Stated problem A: For each statement below, answer yes or no according to the meteorite passage, and quote the exact words from the passage that decide it. (i) NWA 7034 was found in the Sahara Desert in 2011. (ii) NWA 7034 belongs to one of the three SNC meteorite categories. (iii) The phenocrysts in NWA 7034 are up to 10 mm in diameter.
━━━━━━━━━━━━━━━━
Northwest Africa 7034 is a Martian meteorite believed to be the second oldest yet discovered. It is estimated to be two billion years old and contains the most water of any Martian meteorite found on Earth. Although it is from Mars it does not fit into any of the three SNC meteorite categories, and forms a new Martian meteorite group named "Martian (basaltic breccia)". Nicknamed "Black Beauty", it was purchased in Morocco and a slice of it was donated to the University of New Mexico by its American owner.
The image (shown on the right) of the original NWA 7034 was photographed in 2012 by Carl Agee, University of New Mexico.

Discovery and naming
The meteorite was found in Rabt Sbayta, Ghredad Sabti region, Western Sahara, in the Sahara Desert in 2011, and was purchased in Morocco by a meteorite dealer who sold it to a collector in the United States, as Morocco does not have meteorite export control laws. Like all meteorites that are found in large numbers or sold at markets the name stands for the geographic region (Northwest Africa) and a number, which is given out consecutively. NWA 7034 carries the nickname "Black Beauty".

Description
NWA 7034 was originally described as a volcanic breccia that has a porphyritic appearance, consisting of plagioclase (andesine) and pyroxene (pigeonite and augite) phenocrysts that are up to 5 mm in diameter set in a fine grained groundmass. Accessory minerals include chlorapatite, chromite, goethite, ilmenite, magnetite, maghemite, alkali feldspar and pyrite. There are even some clasts present that are made of quenched magma. The groundmass is made from fine grained plagioclase, pyroxene, different oxide minerals, and traces of iron sulfides. The whole rock chemistry revealed that NWA 7034 has the highest water content ever measured in a Martian meteorite. The water might be derived from oceans that used to exist on Mars, but were still present when the volcanic rock, that would eventually become the meteorite, was erupted.
━━━━━━━━━━━━━━━━
Stated problem B: Return every line of the records that contains the string "foliage".

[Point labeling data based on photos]
━━━━━━━━━━━━━━━━
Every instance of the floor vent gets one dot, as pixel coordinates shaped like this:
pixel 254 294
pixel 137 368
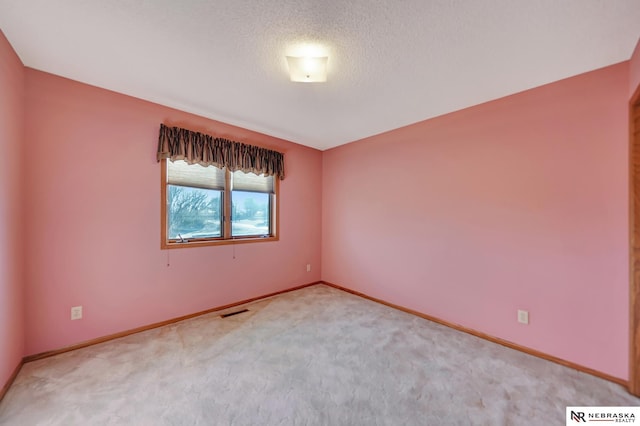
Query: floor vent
pixel 230 314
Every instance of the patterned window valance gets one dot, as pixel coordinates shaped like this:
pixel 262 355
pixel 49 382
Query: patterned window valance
pixel 175 143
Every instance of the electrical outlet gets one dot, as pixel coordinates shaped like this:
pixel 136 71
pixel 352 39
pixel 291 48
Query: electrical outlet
pixel 76 312
pixel 523 316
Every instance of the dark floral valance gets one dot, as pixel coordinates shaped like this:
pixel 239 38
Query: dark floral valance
pixel 175 143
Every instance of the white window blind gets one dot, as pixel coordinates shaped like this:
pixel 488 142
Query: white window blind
pixel 179 172
pixel 251 182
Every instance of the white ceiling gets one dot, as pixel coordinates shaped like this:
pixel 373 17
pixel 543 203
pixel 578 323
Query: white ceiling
pixel 391 62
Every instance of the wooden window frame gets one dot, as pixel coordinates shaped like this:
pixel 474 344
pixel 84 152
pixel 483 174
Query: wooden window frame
pixel 166 243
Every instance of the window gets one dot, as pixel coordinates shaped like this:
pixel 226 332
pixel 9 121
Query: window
pixel 211 205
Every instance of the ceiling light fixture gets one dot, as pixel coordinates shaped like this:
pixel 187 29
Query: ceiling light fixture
pixel 308 69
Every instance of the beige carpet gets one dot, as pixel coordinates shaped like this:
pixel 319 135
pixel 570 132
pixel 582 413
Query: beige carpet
pixel 316 356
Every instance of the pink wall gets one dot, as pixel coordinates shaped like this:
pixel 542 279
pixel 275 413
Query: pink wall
pixel 93 213
pixel 519 203
pixel 11 141
pixel 634 70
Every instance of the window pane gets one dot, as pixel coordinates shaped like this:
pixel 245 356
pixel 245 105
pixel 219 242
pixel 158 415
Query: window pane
pixel 193 212
pixel 250 213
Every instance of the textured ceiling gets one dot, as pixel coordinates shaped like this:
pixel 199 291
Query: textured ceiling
pixel 391 63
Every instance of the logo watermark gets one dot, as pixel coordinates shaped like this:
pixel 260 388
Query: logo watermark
pixel 602 415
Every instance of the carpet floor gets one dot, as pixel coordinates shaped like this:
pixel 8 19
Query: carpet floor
pixel 316 356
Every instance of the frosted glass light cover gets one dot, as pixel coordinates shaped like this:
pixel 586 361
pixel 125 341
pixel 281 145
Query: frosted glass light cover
pixel 308 69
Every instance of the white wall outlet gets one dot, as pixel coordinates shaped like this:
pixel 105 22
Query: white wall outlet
pixel 523 316
pixel 76 312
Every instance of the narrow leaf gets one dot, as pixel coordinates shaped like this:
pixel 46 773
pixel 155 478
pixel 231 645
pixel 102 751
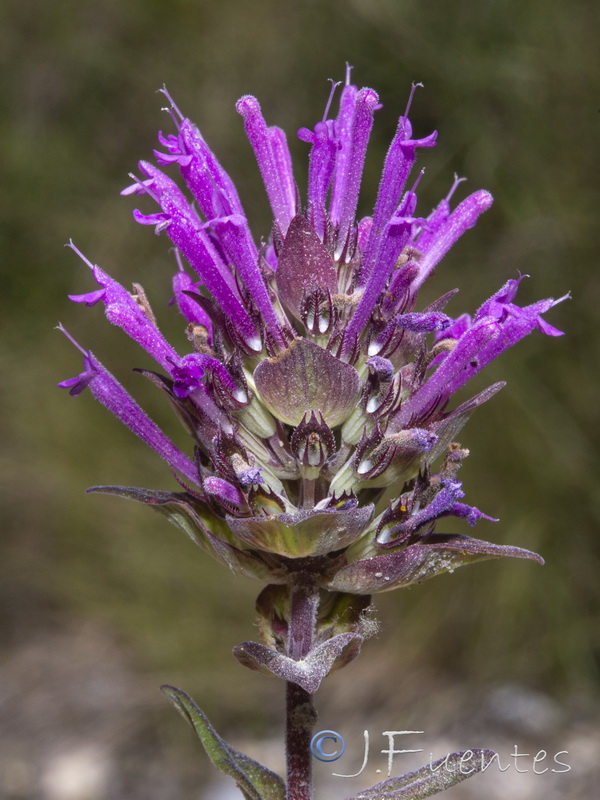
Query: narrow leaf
pixel 432 778
pixel 255 781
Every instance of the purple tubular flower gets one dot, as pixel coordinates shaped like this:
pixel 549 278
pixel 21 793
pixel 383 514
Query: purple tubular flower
pixel 351 167
pixel 488 337
pixel 435 247
pixel 211 186
pixel 320 170
pixel 316 389
pixel 218 200
pixel 396 237
pixel 343 133
pixel 183 286
pixel 186 232
pixel 398 163
pixel 123 310
pixel 274 161
pixel 108 391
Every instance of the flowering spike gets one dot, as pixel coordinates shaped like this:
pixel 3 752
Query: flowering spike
pixel 317 391
pixel 273 160
pixel 108 391
pixel 365 104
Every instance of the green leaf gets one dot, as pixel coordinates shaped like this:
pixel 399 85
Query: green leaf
pixel 432 778
pixel 255 781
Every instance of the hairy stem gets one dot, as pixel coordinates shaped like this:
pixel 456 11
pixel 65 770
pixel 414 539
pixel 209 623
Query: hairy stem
pixel 300 712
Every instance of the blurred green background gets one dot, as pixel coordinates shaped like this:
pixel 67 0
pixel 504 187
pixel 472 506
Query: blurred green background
pixel 513 89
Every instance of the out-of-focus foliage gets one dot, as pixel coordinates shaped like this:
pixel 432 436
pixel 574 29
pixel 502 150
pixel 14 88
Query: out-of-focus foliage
pixel 513 89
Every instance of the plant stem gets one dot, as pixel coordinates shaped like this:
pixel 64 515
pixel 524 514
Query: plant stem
pixel 300 713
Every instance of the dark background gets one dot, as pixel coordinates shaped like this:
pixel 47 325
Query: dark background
pixel 100 600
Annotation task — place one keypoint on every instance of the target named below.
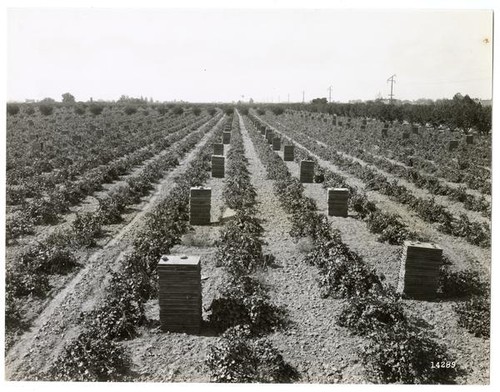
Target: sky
(269, 55)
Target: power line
(391, 95)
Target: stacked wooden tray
(419, 273)
(276, 143)
(218, 148)
(179, 293)
(306, 171)
(452, 145)
(199, 206)
(218, 162)
(288, 153)
(269, 135)
(337, 201)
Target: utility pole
(391, 95)
(330, 94)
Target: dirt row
(462, 254)
(456, 208)
(471, 352)
(321, 351)
(58, 322)
(89, 204)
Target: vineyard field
(290, 290)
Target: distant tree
(96, 109)
(277, 110)
(68, 98)
(46, 106)
(319, 101)
(178, 110)
(80, 109)
(130, 109)
(30, 110)
(162, 109)
(12, 109)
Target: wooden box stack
(218, 148)
(419, 273)
(199, 206)
(179, 293)
(218, 162)
(276, 143)
(306, 171)
(337, 201)
(288, 153)
(452, 145)
(269, 136)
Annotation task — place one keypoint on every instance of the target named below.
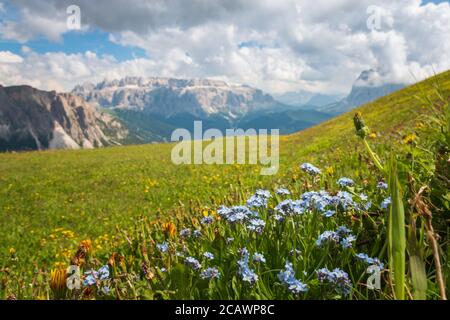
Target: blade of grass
(396, 236)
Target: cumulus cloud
(278, 46)
(9, 57)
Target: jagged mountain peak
(34, 119)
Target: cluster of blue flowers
(210, 273)
(287, 278)
(321, 201)
(310, 169)
(236, 213)
(338, 278)
(256, 225)
(93, 276)
(386, 202)
(342, 235)
(290, 207)
(259, 199)
(193, 263)
(370, 261)
(247, 274)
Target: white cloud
(9, 57)
(268, 44)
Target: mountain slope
(31, 119)
(90, 192)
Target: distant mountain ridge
(367, 87)
(150, 106)
(31, 119)
(168, 97)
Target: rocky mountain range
(153, 107)
(143, 110)
(31, 119)
(168, 97)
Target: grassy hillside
(51, 200)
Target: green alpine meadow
(359, 209)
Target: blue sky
(278, 46)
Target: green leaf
(396, 234)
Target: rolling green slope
(87, 193)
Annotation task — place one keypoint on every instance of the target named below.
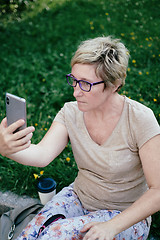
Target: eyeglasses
(84, 85)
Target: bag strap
(49, 221)
(17, 215)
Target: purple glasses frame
(81, 81)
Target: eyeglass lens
(85, 86)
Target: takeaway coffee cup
(46, 189)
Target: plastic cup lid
(46, 185)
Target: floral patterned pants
(67, 203)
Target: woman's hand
(98, 230)
(11, 142)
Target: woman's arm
(146, 205)
(40, 154)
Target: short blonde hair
(109, 55)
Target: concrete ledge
(9, 200)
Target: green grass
(36, 46)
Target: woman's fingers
(14, 126)
(23, 133)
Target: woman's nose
(77, 91)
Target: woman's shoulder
(137, 110)
(137, 106)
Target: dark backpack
(14, 221)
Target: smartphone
(15, 109)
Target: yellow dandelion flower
(35, 175)
(68, 159)
(41, 172)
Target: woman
(116, 144)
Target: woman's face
(97, 97)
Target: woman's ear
(117, 85)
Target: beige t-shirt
(110, 175)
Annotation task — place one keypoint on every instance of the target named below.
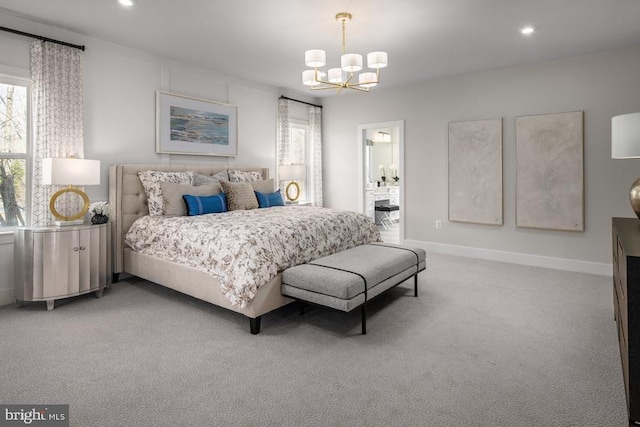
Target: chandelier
(350, 63)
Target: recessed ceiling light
(527, 30)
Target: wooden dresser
(626, 304)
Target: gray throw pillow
(240, 195)
(151, 181)
(174, 204)
(264, 186)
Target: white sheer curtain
(314, 184)
(56, 72)
(315, 158)
(283, 143)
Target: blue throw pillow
(199, 205)
(271, 199)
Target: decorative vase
(99, 219)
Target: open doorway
(381, 177)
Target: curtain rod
(44, 39)
(301, 102)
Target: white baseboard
(601, 269)
(6, 297)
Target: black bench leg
(363, 313)
(254, 324)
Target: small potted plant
(99, 212)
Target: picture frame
(193, 126)
(475, 172)
(550, 171)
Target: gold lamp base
(66, 220)
(287, 191)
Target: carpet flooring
(485, 344)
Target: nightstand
(51, 263)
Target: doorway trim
(362, 144)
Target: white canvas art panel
(549, 171)
(475, 171)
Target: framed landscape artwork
(475, 171)
(549, 171)
(187, 125)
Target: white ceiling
(264, 41)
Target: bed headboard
(128, 200)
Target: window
(14, 151)
(299, 142)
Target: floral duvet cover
(245, 249)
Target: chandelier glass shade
(350, 63)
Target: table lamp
(292, 173)
(70, 172)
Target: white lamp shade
(315, 58)
(335, 75)
(625, 136)
(70, 171)
(368, 79)
(292, 172)
(377, 59)
(351, 62)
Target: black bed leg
(363, 313)
(254, 324)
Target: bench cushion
(323, 281)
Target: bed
(130, 217)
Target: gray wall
(119, 109)
(602, 85)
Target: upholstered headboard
(128, 200)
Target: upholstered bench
(349, 279)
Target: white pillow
(151, 182)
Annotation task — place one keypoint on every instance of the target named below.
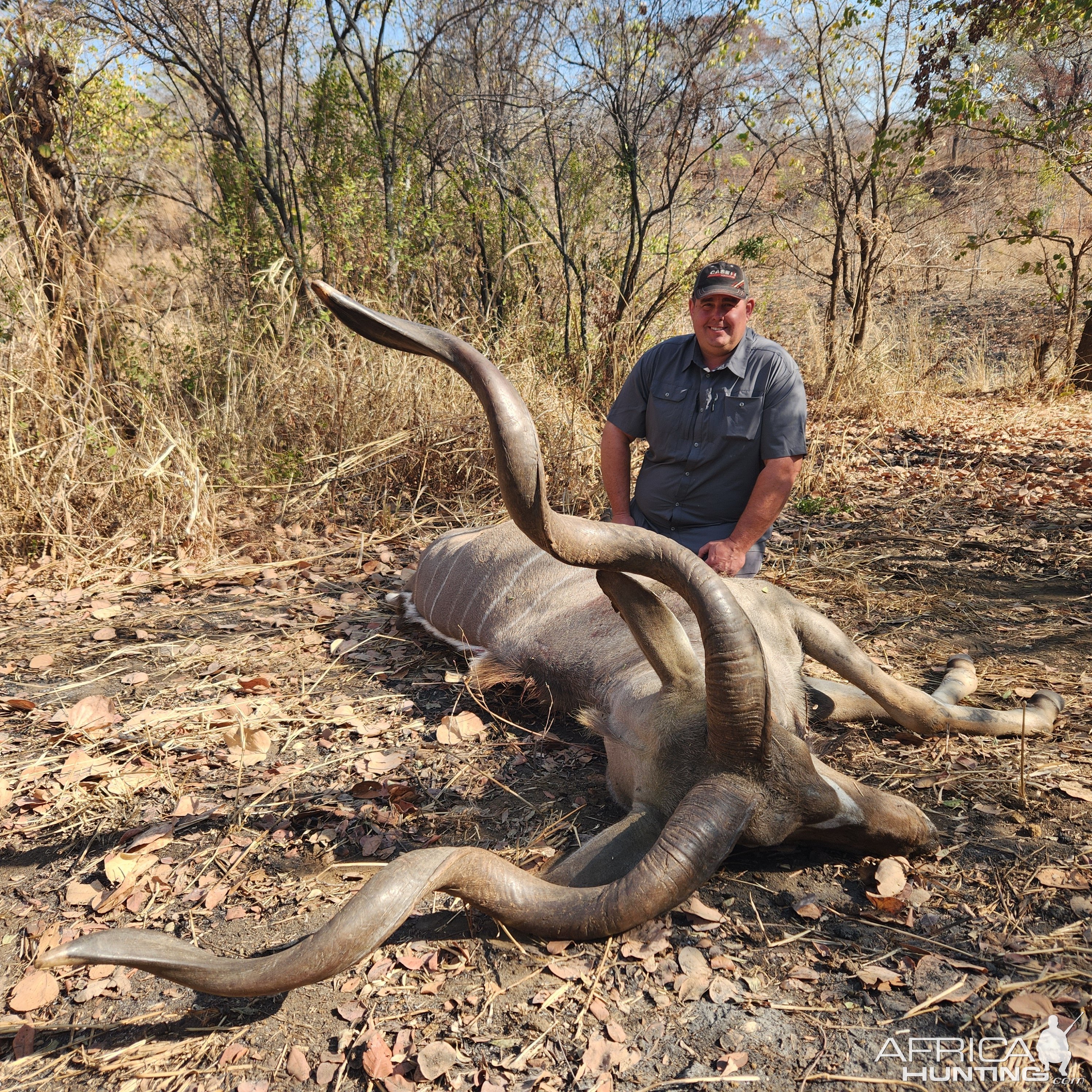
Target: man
(724, 413)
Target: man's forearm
(614, 462)
(767, 500)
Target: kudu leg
(840, 701)
(698, 837)
(905, 705)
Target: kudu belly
(494, 590)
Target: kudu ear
(658, 632)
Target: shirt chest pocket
(743, 416)
(671, 411)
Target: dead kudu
(694, 683)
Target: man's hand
(724, 556)
(614, 459)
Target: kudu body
(694, 683)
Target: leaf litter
(253, 743)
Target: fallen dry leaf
(1076, 790)
(120, 866)
(82, 895)
(436, 1060)
(803, 973)
(890, 877)
(460, 729)
(602, 1056)
(888, 904)
(733, 1062)
(297, 1066)
(376, 1058)
(1080, 905)
(722, 990)
(91, 714)
(694, 962)
(80, 766)
(1060, 878)
(377, 764)
(250, 745)
(23, 1043)
(874, 976)
(216, 896)
(568, 971)
(1031, 1004)
(36, 990)
(808, 907)
(1080, 1044)
(232, 1054)
(697, 909)
(691, 988)
(648, 939)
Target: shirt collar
(737, 363)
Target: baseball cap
(721, 279)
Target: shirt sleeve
(628, 410)
(784, 413)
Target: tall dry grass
(205, 424)
(205, 433)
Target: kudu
(695, 684)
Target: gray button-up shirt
(709, 433)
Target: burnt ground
(203, 757)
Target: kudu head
(751, 778)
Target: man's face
(720, 324)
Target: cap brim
(716, 290)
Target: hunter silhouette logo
(1053, 1047)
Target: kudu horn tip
(1051, 696)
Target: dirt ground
(227, 751)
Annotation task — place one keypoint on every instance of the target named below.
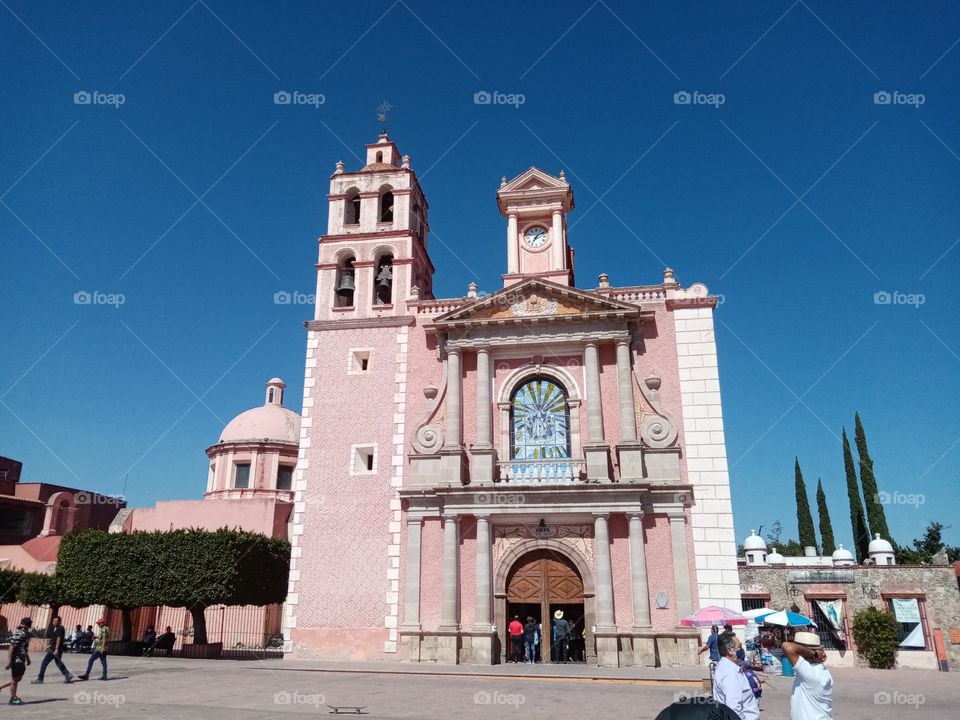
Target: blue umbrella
(784, 618)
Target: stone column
(453, 437)
(591, 362)
(483, 617)
(603, 574)
(628, 416)
(450, 597)
(681, 564)
(638, 574)
(411, 578)
(484, 406)
(513, 260)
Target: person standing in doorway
(56, 636)
(812, 695)
(530, 640)
(562, 631)
(516, 639)
(711, 645)
(730, 686)
(18, 657)
(99, 650)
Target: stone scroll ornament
(428, 437)
(657, 430)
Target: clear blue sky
(797, 199)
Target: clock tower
(536, 206)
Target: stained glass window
(540, 421)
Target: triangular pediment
(536, 298)
(534, 179)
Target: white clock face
(535, 236)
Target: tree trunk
(198, 613)
(126, 631)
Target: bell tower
(373, 257)
(536, 206)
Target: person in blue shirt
(711, 644)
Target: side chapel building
(541, 448)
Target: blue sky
(798, 198)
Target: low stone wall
(866, 586)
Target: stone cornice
(352, 323)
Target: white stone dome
(754, 542)
(879, 545)
(271, 421)
(842, 555)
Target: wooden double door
(540, 583)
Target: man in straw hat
(812, 695)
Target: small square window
(359, 361)
(241, 476)
(363, 460)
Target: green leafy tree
(826, 528)
(95, 567)
(875, 633)
(42, 589)
(808, 537)
(861, 535)
(876, 516)
(197, 569)
(926, 547)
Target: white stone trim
(397, 462)
(714, 541)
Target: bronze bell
(346, 286)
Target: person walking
(516, 638)
(18, 657)
(812, 694)
(99, 650)
(562, 634)
(730, 685)
(711, 644)
(56, 638)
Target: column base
(598, 462)
(483, 464)
(630, 456)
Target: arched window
(345, 283)
(351, 209)
(383, 281)
(539, 421)
(386, 207)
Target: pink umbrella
(714, 615)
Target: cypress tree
(861, 536)
(871, 495)
(826, 529)
(808, 537)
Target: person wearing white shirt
(730, 686)
(812, 695)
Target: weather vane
(383, 113)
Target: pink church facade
(541, 449)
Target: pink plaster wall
(343, 568)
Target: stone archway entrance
(540, 583)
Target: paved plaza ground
(174, 688)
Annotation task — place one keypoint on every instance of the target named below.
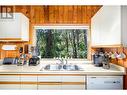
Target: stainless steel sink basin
(60, 67)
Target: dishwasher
(104, 82)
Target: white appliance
(104, 82)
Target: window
(62, 42)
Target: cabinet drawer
(9, 86)
(73, 78)
(49, 87)
(28, 78)
(49, 78)
(28, 87)
(9, 78)
(73, 87)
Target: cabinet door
(9, 82)
(110, 30)
(73, 87)
(28, 82)
(95, 30)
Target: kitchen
(63, 71)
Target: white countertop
(88, 69)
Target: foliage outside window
(70, 43)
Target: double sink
(62, 67)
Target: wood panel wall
(121, 62)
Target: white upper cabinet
(108, 27)
(16, 29)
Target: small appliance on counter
(101, 59)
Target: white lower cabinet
(49, 82)
(9, 86)
(49, 87)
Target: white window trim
(61, 27)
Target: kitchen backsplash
(121, 62)
(11, 53)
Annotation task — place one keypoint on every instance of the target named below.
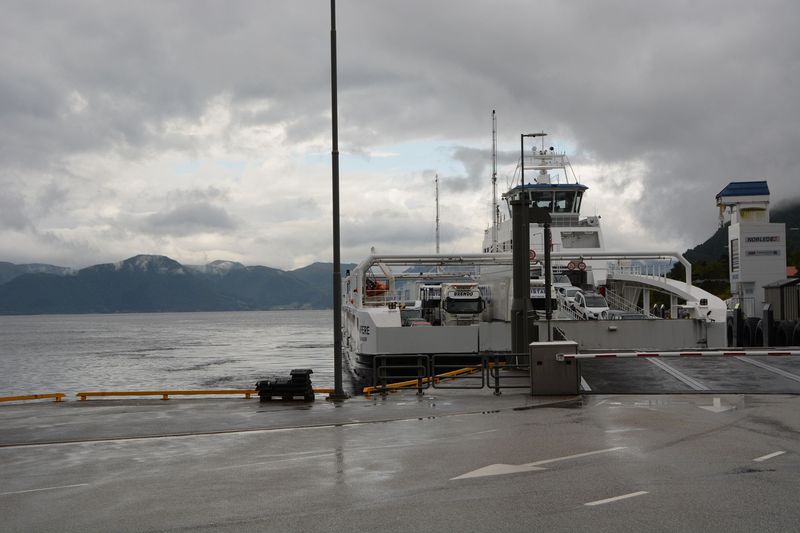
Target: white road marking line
(693, 383)
(44, 488)
(768, 456)
(502, 469)
(498, 470)
(576, 456)
(276, 461)
(716, 406)
(616, 498)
━━━━━━━━━━━━━━━━
Written response A:
(i) Yes: "in the Sahara Desert in 2011"
(ii) No: "it does not fit into any of the three SNC meteorite categories"
(iii) No: "up to 5 mm in diameter"

Written response B:
Every instance of the out-of-focus foliage gets one dot, as pixel coordinates shaped like this:
Query: out-of-focus foliage
Target: foliage outside window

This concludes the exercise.